EXTRACTED TEXT START

August 23, 2023
Former Democratic congresswoman Debbie Mucarsel-Powell launched a campaign on Tuesday, August 22, in Florida to challenge Senator Rick Scott (R)—the former governor who is seeking reelection in 2024 to his second Senate term, reports The Washington Post.
In a campaign video posted Tuesday entitled Do Something About It, Mucarsel-Powell, 52, cast Scott as someone who would support a national abortion plan, threaten Social Security and Medicare, and raise taxes on lower-income Americans.
“Ya no más,” Mucarsel-Powell says in the video, using the Spanish for “no more.” “I’m an immigrant, a Latina, a mother. … I’ve already fought guys like Rick Scott and beat them.”
Mucarsel-Powell, who was born in Ecuador, defeated Republican incumbent Carlos Curbelo in 2018 to represent South Florida’s 26th Congressional District—becoming the first immigrant from South America to be elected to Congress. She served one term and lost her 2020 reelection campaign to now-Rep. Carlos A. Gimenez (R-Florida), the former mayor of Miami-Dade County.
Priscilla Ivasco, the communications director for Scott’s campaign, said in a statement that Floridians had already rejected Mucarsel-Powell once “and they will reject her again.”
“Former Congresswoman Mucarsel-Powell is a radical socialist who voted 100% of the time with Nancy Pelosi during her short tenure in Congress, which is why the voters of South Florida booted her out of office the first chance they got,” the statement said.
Following her 2020 reelection loss, Mucarsel-Powell rejected a push by national Democrats encouraging her to challenge Gimenez. She instead devoted herself to combating Spanish-language disinformation, which she has previously said played a role in why she lost her reelection campaign.

EXTRACTED TEXT END

• [STUDY QUESTIONS]
1) Answer these questions using the article on Debbie Mucarsel-Powell's Senate campaign:
(a) On what day and date did Mucarsel-Powell launch her campaign?
(b) Whom did she defeat in 2018 to represent South Florida's 26th Congressional District?
(c) Who is the communications director for Scott's campaign?
2) From the article on Debbie Mucarsel-Powell's Senate campaign, write out the passage that starts at "Mucarsel-Powell, who was" and ends at "of Miami-Dade County.".

RECORD EXCERPTS START

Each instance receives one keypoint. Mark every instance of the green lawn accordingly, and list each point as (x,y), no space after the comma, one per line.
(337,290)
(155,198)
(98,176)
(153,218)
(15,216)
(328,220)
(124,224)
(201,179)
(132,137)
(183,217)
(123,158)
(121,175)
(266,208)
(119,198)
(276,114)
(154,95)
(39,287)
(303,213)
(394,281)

RECORD EXCERPTS END

• [TASK-BY-TASK OUTPUTS]
1)
(a) Tuesday, August 22
(b) Republican incumbent Carlos Curbelo
(c) Priscilla Ivasco

2)
Mucarsel-Powell, who was born in Ecuador, defeated Republican incumbent Carlos Curbelo in 2018 to represent South Florida’s 26th Congressional District—becoming the first immigrant from South America to be elected to Congress. She served one term and lost her 2020 reelection campaign to now-Rep. Carlos A. Gimenez (R-Florida), the former mayor of Miami-Dade County.